Start at the line that has "Which region of" and copy everything through the end of the items, substituting "glacier" for "snow-capped mountain" and leaving the rest unchanged.

### Task input ###

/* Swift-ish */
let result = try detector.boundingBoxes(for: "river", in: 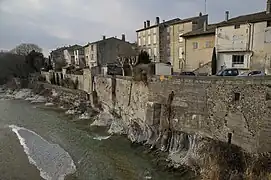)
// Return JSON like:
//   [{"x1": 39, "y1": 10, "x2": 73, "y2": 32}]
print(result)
[{"x1": 0, "y1": 100, "x2": 186, "y2": 180}]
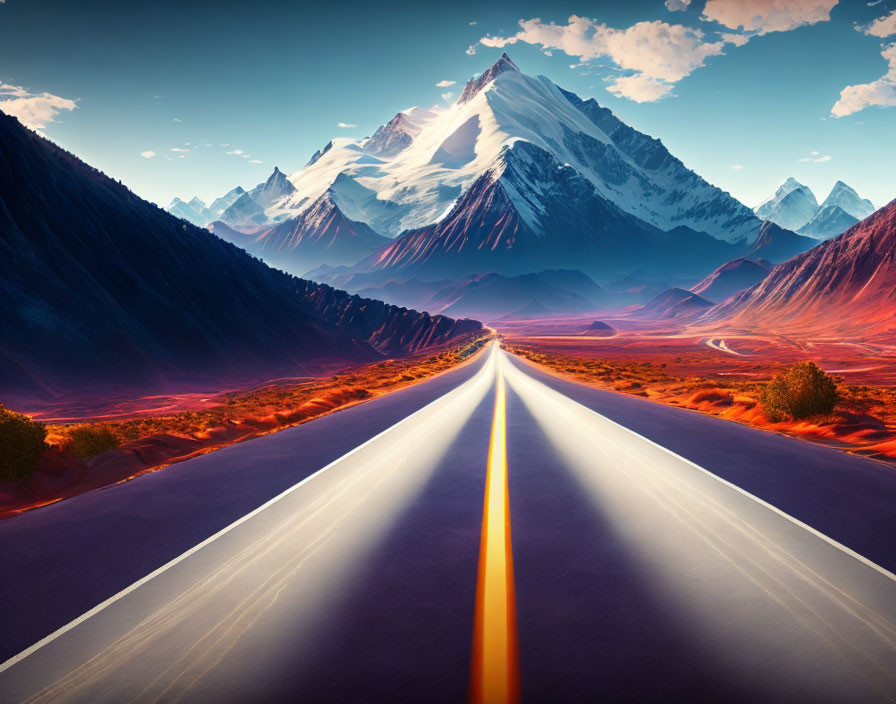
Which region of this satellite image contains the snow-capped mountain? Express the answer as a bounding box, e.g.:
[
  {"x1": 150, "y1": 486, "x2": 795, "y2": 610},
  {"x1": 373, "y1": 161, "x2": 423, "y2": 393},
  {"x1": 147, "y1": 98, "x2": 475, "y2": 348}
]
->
[
  {"x1": 821, "y1": 181, "x2": 877, "y2": 220},
  {"x1": 165, "y1": 198, "x2": 207, "y2": 227},
  {"x1": 756, "y1": 178, "x2": 875, "y2": 240},
  {"x1": 699, "y1": 201, "x2": 896, "y2": 339},
  {"x1": 218, "y1": 192, "x2": 268, "y2": 228},
  {"x1": 756, "y1": 178, "x2": 818, "y2": 231},
  {"x1": 205, "y1": 186, "x2": 246, "y2": 222},
  {"x1": 249, "y1": 166, "x2": 296, "y2": 210},
  {"x1": 271, "y1": 55, "x2": 759, "y2": 242},
  {"x1": 799, "y1": 205, "x2": 859, "y2": 240},
  {"x1": 209, "y1": 193, "x2": 389, "y2": 274}
]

###

** The response **
Which region of this satellite image contains the glacier? Express the answer as a bounding box, e.g.:
[
  {"x1": 150, "y1": 486, "x2": 795, "y2": 610},
  {"x1": 373, "y1": 161, "x2": 423, "y2": 393},
  {"x1": 147, "y1": 98, "x2": 475, "y2": 348}
]
->
[
  {"x1": 821, "y1": 181, "x2": 877, "y2": 220},
  {"x1": 165, "y1": 198, "x2": 207, "y2": 227},
  {"x1": 756, "y1": 178, "x2": 875, "y2": 240},
  {"x1": 699, "y1": 201, "x2": 896, "y2": 339},
  {"x1": 218, "y1": 192, "x2": 268, "y2": 228},
  {"x1": 756, "y1": 178, "x2": 818, "y2": 231},
  {"x1": 205, "y1": 186, "x2": 246, "y2": 222},
  {"x1": 249, "y1": 166, "x2": 296, "y2": 210},
  {"x1": 271, "y1": 55, "x2": 759, "y2": 242},
  {"x1": 799, "y1": 205, "x2": 859, "y2": 240},
  {"x1": 209, "y1": 193, "x2": 389, "y2": 274}
]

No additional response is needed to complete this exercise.